- ФРАГМЕНТ -
------------------------------------
JB: На самом деле, это не была первая наша встреча, но прежде мы играли лишь раз в большом составе на одном лондонском концерте. Кажется, в тот вечер играло две группы и под конец мы объединились. В некотором смысле, описанная Вами структура – одна из известных возможностей для игры в дуэте, которые происходят спонтанно. Чтобы достичь подобного эффекта в больших составах, необходимо предварительно определить, ситуацию, условия в которых этот эффект будет использован.
 
Если говорить о моём личном подходе к импровизации, мне очень интересно, что может происходить в процессе игры в пределах определенных форм. Мне кажется ошибочным привнесение в свободную импровизацию внешних форм априори. Эта музыка отлично сама порождает структуры в процессе, по ходу развития Вы можете привнести в музыку удивительные, восхитительные формы. Гораздо интереснее, когда структура рождается в процессе, чем когда она привнесена в музыку внешним предопределенным образом

LS: Играете ли Вы в принципе в малых составах музыку построенную на каких-то априорных элементах?
------------------------------------
- ЗАПИСИ НАБОРА ДАННЫХ -
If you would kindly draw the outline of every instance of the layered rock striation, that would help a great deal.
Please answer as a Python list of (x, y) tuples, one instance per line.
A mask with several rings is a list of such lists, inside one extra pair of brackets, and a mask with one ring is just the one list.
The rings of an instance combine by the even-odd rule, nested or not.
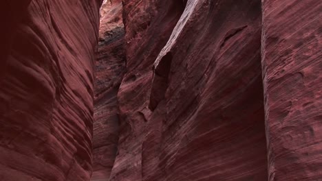
[(118, 141), (117, 93), (125, 71), (122, 1), (105, 1), (100, 10), (98, 49), (94, 79), (93, 176), (108, 180)]
[(0, 180), (89, 180), (100, 1), (1, 1)]
[(0, 180), (321, 180), (319, 1), (102, 1), (0, 3)]

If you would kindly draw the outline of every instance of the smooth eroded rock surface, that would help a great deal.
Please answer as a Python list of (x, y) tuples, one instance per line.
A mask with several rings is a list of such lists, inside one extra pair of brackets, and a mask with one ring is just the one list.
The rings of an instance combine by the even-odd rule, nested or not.
[(87, 181), (101, 2), (11, 1), (0, 3), (0, 180)]
[(122, 1), (105, 1), (100, 10), (94, 80), (92, 181), (109, 180), (118, 141), (117, 93), (125, 71)]
[(269, 180), (322, 179), (322, 3), (263, 2)]
[(267, 180), (261, 1), (124, 5), (111, 180)]

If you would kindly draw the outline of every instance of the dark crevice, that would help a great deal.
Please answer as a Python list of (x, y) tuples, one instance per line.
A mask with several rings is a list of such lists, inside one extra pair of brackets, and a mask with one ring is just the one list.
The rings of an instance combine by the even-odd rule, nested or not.
[(171, 66), (172, 54), (168, 52), (155, 67), (149, 108), (154, 110), (164, 98), (168, 88), (169, 73)]

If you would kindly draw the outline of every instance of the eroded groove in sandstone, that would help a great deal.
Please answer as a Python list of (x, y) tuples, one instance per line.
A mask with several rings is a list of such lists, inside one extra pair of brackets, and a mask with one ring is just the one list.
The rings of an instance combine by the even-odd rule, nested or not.
[(105, 1), (100, 9), (94, 81), (93, 176), (109, 180), (118, 141), (117, 93), (125, 70), (122, 1)]
[(0, 180), (89, 180), (99, 1), (0, 2)]
[[(147, 1), (124, 2), (127, 72), (111, 180), (267, 180), (261, 1), (188, 1), (184, 11)], [(181, 16), (165, 45), (155, 32), (173, 13), (156, 7)], [(151, 56), (155, 45), (163, 49)]]
[(266, 0), (262, 9), (269, 180), (319, 180), (322, 4)]

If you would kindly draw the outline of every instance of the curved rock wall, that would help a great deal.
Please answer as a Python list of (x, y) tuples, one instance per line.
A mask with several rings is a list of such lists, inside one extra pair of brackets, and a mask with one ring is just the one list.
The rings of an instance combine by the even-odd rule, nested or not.
[(261, 2), (135, 1), (111, 180), (267, 180)]
[(100, 10), (95, 65), (92, 181), (109, 180), (118, 141), (117, 93), (125, 71), (122, 1), (105, 1)]
[(0, 180), (89, 180), (100, 3), (0, 3)]
[(263, 2), (269, 180), (322, 179), (322, 3)]

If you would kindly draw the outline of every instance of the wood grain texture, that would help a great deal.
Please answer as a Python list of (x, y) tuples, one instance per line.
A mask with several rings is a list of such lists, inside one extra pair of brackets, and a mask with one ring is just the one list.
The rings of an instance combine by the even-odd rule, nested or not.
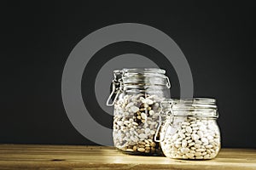
[(0, 169), (254, 169), (256, 150), (222, 149), (208, 161), (124, 155), (113, 147), (0, 144)]

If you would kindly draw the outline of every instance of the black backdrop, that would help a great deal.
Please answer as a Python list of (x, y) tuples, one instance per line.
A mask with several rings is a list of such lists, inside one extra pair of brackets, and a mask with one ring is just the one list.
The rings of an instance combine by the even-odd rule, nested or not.
[[(223, 146), (255, 147), (253, 1), (178, 2), (1, 5), (0, 143), (94, 144), (65, 113), (62, 70), (85, 36), (132, 22), (161, 30), (180, 47), (192, 71), (195, 96), (218, 99)], [(172, 93), (178, 97), (177, 89)], [(111, 124), (106, 120), (102, 123)]]

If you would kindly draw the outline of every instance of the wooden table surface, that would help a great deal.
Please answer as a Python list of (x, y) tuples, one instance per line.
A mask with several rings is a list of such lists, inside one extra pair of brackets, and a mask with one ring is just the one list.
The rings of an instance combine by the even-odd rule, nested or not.
[(254, 169), (255, 149), (222, 149), (208, 161), (128, 156), (107, 146), (0, 144), (0, 169)]

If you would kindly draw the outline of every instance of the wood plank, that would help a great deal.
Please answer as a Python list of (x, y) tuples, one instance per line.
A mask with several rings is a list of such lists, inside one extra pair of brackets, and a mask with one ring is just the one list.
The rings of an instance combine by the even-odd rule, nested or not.
[(0, 169), (256, 169), (255, 149), (222, 149), (208, 161), (128, 156), (113, 147), (0, 144)]

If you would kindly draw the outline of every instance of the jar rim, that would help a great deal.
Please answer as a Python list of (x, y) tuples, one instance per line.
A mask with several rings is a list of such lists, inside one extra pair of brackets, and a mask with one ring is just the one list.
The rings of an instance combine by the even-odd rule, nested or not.
[(165, 74), (166, 71), (160, 68), (123, 68), (121, 70), (114, 70), (113, 72), (124, 71), (125, 73), (158, 73)]
[(218, 117), (215, 99), (169, 99), (161, 102), (161, 107), (164, 113), (169, 111), (174, 116)]

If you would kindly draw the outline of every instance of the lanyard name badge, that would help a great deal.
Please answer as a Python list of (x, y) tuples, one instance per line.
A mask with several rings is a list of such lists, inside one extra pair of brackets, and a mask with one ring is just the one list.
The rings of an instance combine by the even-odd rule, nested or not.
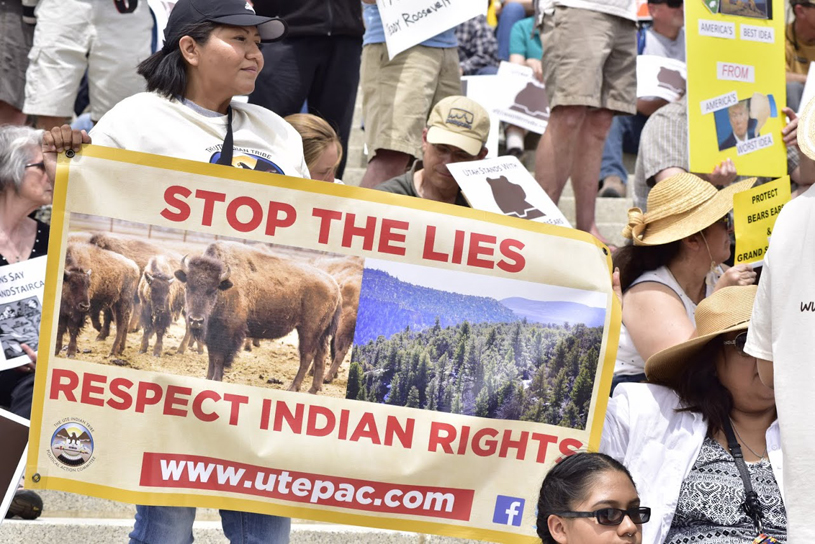
[(764, 512), (762, 511), (761, 502), (758, 500), (758, 493), (753, 491), (753, 484), (750, 482), (750, 472), (747, 470), (747, 464), (744, 462), (744, 455), (741, 452), (739, 441), (736, 440), (736, 434), (733, 432), (733, 426), (730, 420), (724, 421), (724, 434), (727, 437), (727, 447), (730, 449), (730, 454), (736, 462), (736, 468), (739, 470), (741, 481), (744, 484), (745, 500), (741, 505), (741, 509), (747, 514), (753, 525), (758, 532), (758, 536), (753, 539), (753, 544), (770, 544), (778, 542), (775, 538), (764, 534)]

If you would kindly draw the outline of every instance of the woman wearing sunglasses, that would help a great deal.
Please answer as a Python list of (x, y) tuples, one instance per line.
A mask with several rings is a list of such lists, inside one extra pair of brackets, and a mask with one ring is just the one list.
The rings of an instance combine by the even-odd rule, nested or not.
[[(687, 340), (695, 327), (696, 305), (729, 285), (750, 285), (750, 265), (727, 271), (733, 195), (755, 179), (717, 191), (681, 173), (659, 182), (648, 194), (648, 211), (628, 211), (623, 236), (631, 243), (614, 253), (623, 290), (623, 325), (614, 383), (645, 381), (645, 361)], [(612, 392), (613, 392), (612, 387)]]
[(555, 465), (538, 498), (543, 544), (638, 544), (650, 517), (626, 468), (601, 453), (576, 453)]
[(622, 384), (609, 403), (600, 451), (651, 507), (646, 543), (786, 539), (775, 397), (744, 352), (756, 290), (703, 300), (696, 335), (649, 358), (651, 383)]

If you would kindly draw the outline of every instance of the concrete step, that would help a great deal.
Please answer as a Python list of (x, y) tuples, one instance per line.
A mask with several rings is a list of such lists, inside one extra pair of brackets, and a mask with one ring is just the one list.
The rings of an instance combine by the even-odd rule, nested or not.
[[(127, 535), (132, 529), (132, 519), (5, 520), (0, 524), (0, 544), (66, 541), (91, 544), (127, 542)], [(193, 525), (193, 536), (198, 544), (228, 543), (223, 536), (220, 521), (196, 520)], [(465, 544), (477, 541), (327, 523), (293, 523), (290, 542), (291, 544), (346, 544), (349, 542), (358, 544)]]

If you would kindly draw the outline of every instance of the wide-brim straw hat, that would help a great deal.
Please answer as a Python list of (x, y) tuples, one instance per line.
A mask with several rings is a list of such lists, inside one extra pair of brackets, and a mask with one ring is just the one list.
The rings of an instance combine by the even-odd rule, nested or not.
[(687, 172), (660, 181), (648, 193), (648, 211), (628, 210), (623, 236), (635, 246), (659, 246), (706, 229), (733, 209), (733, 195), (749, 189), (756, 178), (733, 183), (721, 191)]
[(696, 333), (690, 340), (649, 357), (645, 362), (648, 381), (676, 383), (708, 342), (720, 334), (747, 330), (757, 290), (755, 285), (725, 287), (700, 302), (696, 307)]
[(815, 160), (815, 100), (810, 100), (798, 120), (798, 147)]

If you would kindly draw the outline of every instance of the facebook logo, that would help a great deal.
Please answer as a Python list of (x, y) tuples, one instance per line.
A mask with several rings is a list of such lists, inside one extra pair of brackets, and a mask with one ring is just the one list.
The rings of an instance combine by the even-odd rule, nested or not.
[(524, 516), (524, 502), (526, 501), (518, 497), (498, 495), (495, 500), (495, 512), (492, 515), (492, 522), (520, 527), (521, 519)]

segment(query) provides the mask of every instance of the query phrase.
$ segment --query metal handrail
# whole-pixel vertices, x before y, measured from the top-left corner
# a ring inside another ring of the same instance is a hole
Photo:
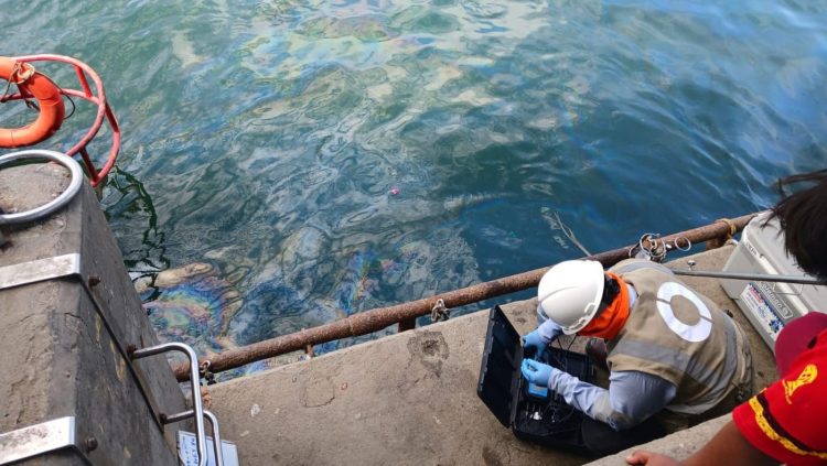
[[[0,215],[0,225],[9,224],[24,224],[28,221],[36,220],[45,217],[65,206],[78,191],[80,191],[80,183],[83,182],[84,175],[78,165],[72,158],[66,154],[62,154],[55,151],[46,151],[43,149],[29,149],[20,152],[12,152],[0,156],[0,166],[19,160],[50,160],[52,162],[60,163],[61,165],[68,169],[72,178],[69,180],[66,189],[61,193],[60,196],[43,204],[40,207],[35,207],[31,210],[20,212],[17,214],[2,214]]]
[[[660,240],[667,242],[689,240],[691,243],[698,245],[712,239],[731,237],[735,232],[742,230],[755,215],[756,214],[748,214],[733,219],[717,220],[711,225],[705,225],[690,230],[664,236]],[[611,267],[621,260],[629,258],[629,251],[635,245],[625,246],[611,251],[592,254],[584,259],[597,260],[600,261],[603,267]],[[308,345],[319,345],[341,338],[378,332],[390,325],[408,322],[429,314],[439,300],[442,300],[448,307],[457,307],[536,288],[539,284],[543,274],[546,273],[549,267],[545,267],[405,304],[359,312],[330,324],[320,325],[310,329],[302,329],[300,332],[254,343],[240,348],[229,349],[218,355],[211,356],[210,358],[204,358],[201,364],[210,362],[210,371],[221,372],[290,351],[304,349]],[[184,366],[178,366],[173,370],[179,381],[187,380],[190,377],[186,367]]]
[[[185,345],[179,342],[164,343],[161,345],[150,346],[149,348],[136,349],[130,354],[130,357],[135,359],[146,358],[149,356],[160,355],[167,351],[181,351],[186,355],[190,359],[190,380],[192,381],[192,405],[193,409],[190,411],[180,412],[178,414],[171,414],[164,416],[161,421],[164,424],[171,424],[173,422],[183,421],[185,419],[194,418],[195,421],[195,441],[197,442],[198,448],[198,466],[206,465],[206,433],[204,431],[204,405],[201,402],[201,380],[198,377],[198,357],[195,355],[195,350],[190,345]],[[212,420],[211,420],[212,421]],[[217,423],[215,424],[217,425]]]
[[[218,429],[218,418],[212,411],[204,410],[204,418],[213,427],[213,451],[215,452],[215,466],[224,466],[224,451],[222,449],[222,434]]]

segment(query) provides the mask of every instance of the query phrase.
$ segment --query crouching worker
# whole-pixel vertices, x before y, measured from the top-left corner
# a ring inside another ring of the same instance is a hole
[[[560,262],[540,280],[538,302],[548,319],[524,337],[535,359],[523,360],[523,375],[589,418],[583,441],[594,454],[664,435],[664,419],[688,426],[721,415],[752,394],[741,328],[658,263],[629,259],[604,271],[597,261]],[[536,360],[562,334],[597,337],[587,353],[605,355],[609,389]]]

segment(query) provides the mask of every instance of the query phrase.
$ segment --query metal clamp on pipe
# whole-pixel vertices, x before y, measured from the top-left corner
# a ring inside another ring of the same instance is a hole
[[[151,346],[149,348],[136,349],[131,353],[131,358],[140,359],[149,356],[160,355],[167,351],[181,351],[186,355],[190,359],[190,384],[192,388],[192,405],[193,409],[184,411],[178,414],[171,414],[165,416],[162,422],[164,424],[171,424],[173,422],[183,421],[185,419],[194,418],[195,421],[195,438],[198,447],[198,466],[206,466],[206,434],[204,432],[204,407],[201,402],[201,384],[198,378],[198,357],[195,355],[195,350],[183,343],[164,343],[162,345]],[[212,422],[212,419],[211,419]],[[213,424],[213,429],[217,430],[217,423]],[[213,440],[215,441],[215,440]],[[217,459],[217,458],[216,458]]]
[[[69,180],[69,184],[66,189],[61,193],[60,196],[55,197],[46,204],[43,204],[40,207],[17,214],[0,214],[0,225],[24,224],[51,215],[68,204],[68,202],[72,201],[75,194],[80,191],[80,182],[83,181],[84,175],[83,171],[80,170],[80,165],[78,165],[74,159],[55,151],[32,149],[28,151],[12,152],[10,154],[0,156],[0,166],[8,165],[12,162],[21,160],[49,160],[55,163],[60,163],[61,165],[68,169],[69,173],[72,174],[72,178]]]

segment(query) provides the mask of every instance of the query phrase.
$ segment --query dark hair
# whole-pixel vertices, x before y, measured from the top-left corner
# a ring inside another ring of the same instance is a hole
[[[784,187],[815,183],[787,195]],[[827,170],[778,180],[782,199],[772,208],[764,225],[777,218],[784,231],[784,248],[810,275],[827,280]]]

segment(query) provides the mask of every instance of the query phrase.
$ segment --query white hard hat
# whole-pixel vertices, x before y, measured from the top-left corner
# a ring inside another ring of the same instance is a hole
[[[578,333],[598,313],[603,283],[603,265],[598,261],[560,262],[540,279],[537,313],[562,327],[566,335]]]

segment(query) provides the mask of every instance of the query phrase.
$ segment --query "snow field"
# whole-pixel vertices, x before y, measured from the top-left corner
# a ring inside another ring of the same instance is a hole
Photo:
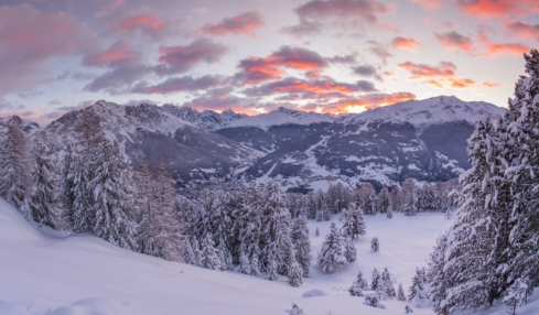
[[[67,235],[29,224],[0,199],[0,314],[145,315],[145,314],[285,314],[295,302],[308,315],[405,314],[406,303],[384,301],[386,309],[363,304],[347,289],[357,271],[370,282],[371,271],[389,268],[408,289],[416,267],[425,265],[434,239],[451,220],[443,214],[406,217],[365,216],[367,235],[355,241],[357,261],[331,274],[321,273],[316,256],[331,221],[310,221],[313,263],[300,287],[287,279],[265,281],[236,272],[212,271],[164,261],[115,247],[89,233]],[[338,226],[338,216],[332,221]],[[320,237],[314,237],[315,228]],[[380,251],[370,251],[377,236]],[[327,296],[302,297],[311,290]],[[520,308],[533,313],[533,303]],[[503,311],[495,307],[491,311]],[[433,314],[430,308],[414,314]],[[481,313],[475,314],[502,314]]]

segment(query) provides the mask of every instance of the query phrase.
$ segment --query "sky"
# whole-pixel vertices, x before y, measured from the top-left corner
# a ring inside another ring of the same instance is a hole
[[[507,106],[537,0],[0,0],[0,117],[105,99],[346,113],[454,95]]]

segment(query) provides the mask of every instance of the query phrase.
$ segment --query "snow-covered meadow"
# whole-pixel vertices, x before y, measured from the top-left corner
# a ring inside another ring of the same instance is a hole
[[[338,217],[332,217],[338,221]],[[313,264],[300,287],[284,278],[270,282],[236,272],[213,271],[117,248],[89,233],[65,235],[25,221],[0,199],[0,314],[285,314],[295,302],[309,315],[405,314],[403,302],[386,309],[363,304],[346,291],[360,270],[370,282],[374,268],[389,269],[410,285],[416,267],[425,265],[434,239],[449,227],[443,214],[366,216],[367,233],[356,240],[357,261],[332,274],[321,273],[316,253],[331,221],[310,221]],[[319,228],[320,236],[314,236]],[[370,251],[378,237],[380,251]],[[320,290],[326,296],[302,297]],[[532,303],[519,314],[535,314]],[[503,308],[487,313],[500,314]],[[495,312],[495,313],[492,313]],[[414,314],[433,314],[414,308]]]

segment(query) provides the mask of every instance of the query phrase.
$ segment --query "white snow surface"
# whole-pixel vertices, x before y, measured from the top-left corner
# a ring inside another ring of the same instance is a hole
[[[484,101],[463,101],[454,96],[438,96],[378,107],[337,119],[342,123],[362,121],[408,121],[418,127],[465,120],[474,124],[485,113],[504,116],[506,109]]]
[[[237,120],[228,121],[222,128],[258,127],[267,130],[271,126],[301,124],[309,126],[320,122],[333,122],[334,116],[327,113],[306,112],[280,107],[277,110],[257,116],[244,116]]]
[[[338,218],[334,216],[332,221],[338,222]],[[291,287],[284,276],[270,282],[237,272],[206,270],[127,251],[89,233],[69,235],[37,227],[0,199],[0,314],[274,315],[285,314],[292,302],[308,315],[405,314],[403,302],[384,301],[387,309],[373,308],[346,290],[358,270],[370,283],[373,269],[381,271],[385,267],[407,290],[416,267],[425,264],[434,239],[451,221],[442,214],[394,214],[392,219],[366,216],[367,235],[355,242],[357,261],[324,274],[316,268],[315,257],[330,224],[310,221],[314,258],[311,276],[300,287]],[[314,237],[316,227],[320,237]],[[375,236],[380,241],[379,252],[370,251]],[[302,297],[304,293],[311,297]],[[538,309],[536,293],[518,314],[537,314]],[[475,314],[503,311],[497,305]],[[416,308],[413,314],[433,313]]]

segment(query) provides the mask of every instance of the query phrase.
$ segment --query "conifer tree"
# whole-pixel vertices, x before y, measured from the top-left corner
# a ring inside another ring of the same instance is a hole
[[[22,130],[22,120],[13,116],[8,121],[0,145],[0,196],[21,210],[28,220],[32,219],[28,203],[34,192],[33,170],[34,161]]]
[[[349,236],[351,238],[357,238],[365,235],[365,218],[363,217],[363,211],[357,204],[352,203],[349,209],[343,209],[341,216],[343,221],[343,233]]]
[[[309,276],[312,257],[306,217],[299,216],[293,220],[291,238],[295,250],[295,261],[301,265],[303,276]]]
[[[48,148],[42,142],[36,144],[35,166],[33,174],[35,192],[30,203],[32,216],[40,224],[63,230],[65,224],[56,197],[57,172],[48,158]]]
[[[397,290],[397,301],[407,301],[405,289],[402,289],[402,283],[399,283],[399,289]]]
[[[298,287],[303,283],[303,269],[298,262],[292,263],[288,273],[288,283],[290,286]]]
[[[377,291],[378,287],[380,286],[380,274],[378,273],[378,270],[376,268],[373,270],[373,279],[370,280],[370,290],[371,291]]]
[[[362,271],[357,273],[357,278],[352,284],[352,286],[348,289],[348,292],[351,293],[352,296],[363,296],[363,291],[364,290],[369,290],[367,280],[363,278]]]
[[[331,231],[322,243],[317,262],[322,272],[333,272],[336,267],[342,267],[347,263],[346,257],[344,256],[341,230],[335,222],[331,224]]]
[[[344,257],[347,262],[354,262],[357,260],[357,250],[354,246],[354,239],[351,237],[345,237],[344,240]]]
[[[212,235],[208,233],[202,242],[201,267],[219,270],[222,267],[219,252],[215,248],[215,242],[212,238]]]
[[[130,165],[126,162],[119,143],[103,141],[101,154],[89,185],[95,204],[91,230],[108,242],[136,250],[136,225],[130,214],[136,213],[134,183]]]
[[[380,250],[380,242],[378,241],[378,238],[377,237],[374,237],[371,240],[370,240],[370,250],[371,251],[379,251]]]

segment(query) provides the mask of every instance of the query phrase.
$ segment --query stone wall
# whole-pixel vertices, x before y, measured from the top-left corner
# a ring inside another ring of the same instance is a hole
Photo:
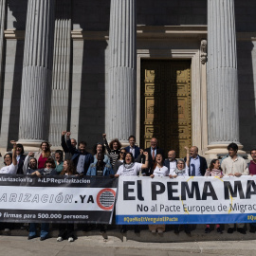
------------------------------------
- ПИСЬМЕННОЕ ЗАДАНИЕ 1 -
Перепишите дословно отрывок из интервью об импровизации, начиная со слов «JB: На самом» и заканчивая словами «эффект будет использован.».
- ПИСЬМЕННОЕ ЗАДАНИЕ 2 -
Продолжите интервью о свободной импровизации, начиная сразу после последней приведенной в нем реплики.

- ИТОГОВЫЙ ОТВЕТ 1 -
JB: На самом деле, это не была первая наша встреча, но прежде мы играли лишь раз в большом составе на одном лондонском концерте. Кажется, в тот вечер играло две группы и под конец мы объединились. В некотором смысле, описанная Вами структура – одна из известных возможностей для игры в дуэте, которые происходят спонтанно. Чтобы достичь подобного эффекта в больших составах, необходимо предварительно определить, ситуацию, условия в которых этот эффект будет использован.

- ИТОГОВЫЙ ОТВЕТ 2 -
JB: Конечно, мы играли в точности такую музыку составом под названием “Ensemble.” Это был лондонский октет.  В течение 15 лет примерно, мы шли по пути схожему с тем, что делали в Globe Unity, но это высокий стандарт. С другой стороны в  таком составе легко скатиться до чего-то вроде музыкальной солянки – казалось бы, множество ингредиентов, но они в результате дают однородную массу, и звучание у подобного оркестра в течение всей пьесы крайне однообразное. С этими двумя проблемами и их следствиями сталкиваются как опытные музыканты, так и дилетанты. Потому мы разрабатывали определенного рода подходы для игры в таком составе и избегали этих проблем.
 
Мне было интересно разрабатывать схемы игры, требовавшие предельного напряжения для саксофониста – буквально на пределе дыхания. Мы отрабатывали наши концепции игры в течении нескольких лет и научились играть вместе не используя априорные структуры и в то же время изобретая формы по ходу, высокие и низкие оттенки, разбитие в подгруппы во время игры, некоторые приемы игры целым оркестром. Играя в таком оркестре, перестаешь думать о себе как об отдельном голосе, а скорее как об оттенке звука, смешивающемся с другими отдельными звуками, группами звуков.

LS: Можете ли Вы рекомендовать какую-либо запись того периода?

JB: Мартин Дэвидсон (Martin Davidson) выпустил ряд концертных записей на Emanem и у меня был лейбл который назывался ACTA, теперь он называется Finnish. Там было выпущено порядка 14 дисков. Также можно познакомиться с сайтом Питера Стабли (Peter Stubley) www.efi.group.shef.ac.uk (это действительно отличный сайт по европейской импровизационной музыке, очень рекомендую – биографии, превью некоторых композиций, интервью и немного видео)

LS: Действительно ли большая часть Вашей музыки относится к спонтанной, свободной импровизации?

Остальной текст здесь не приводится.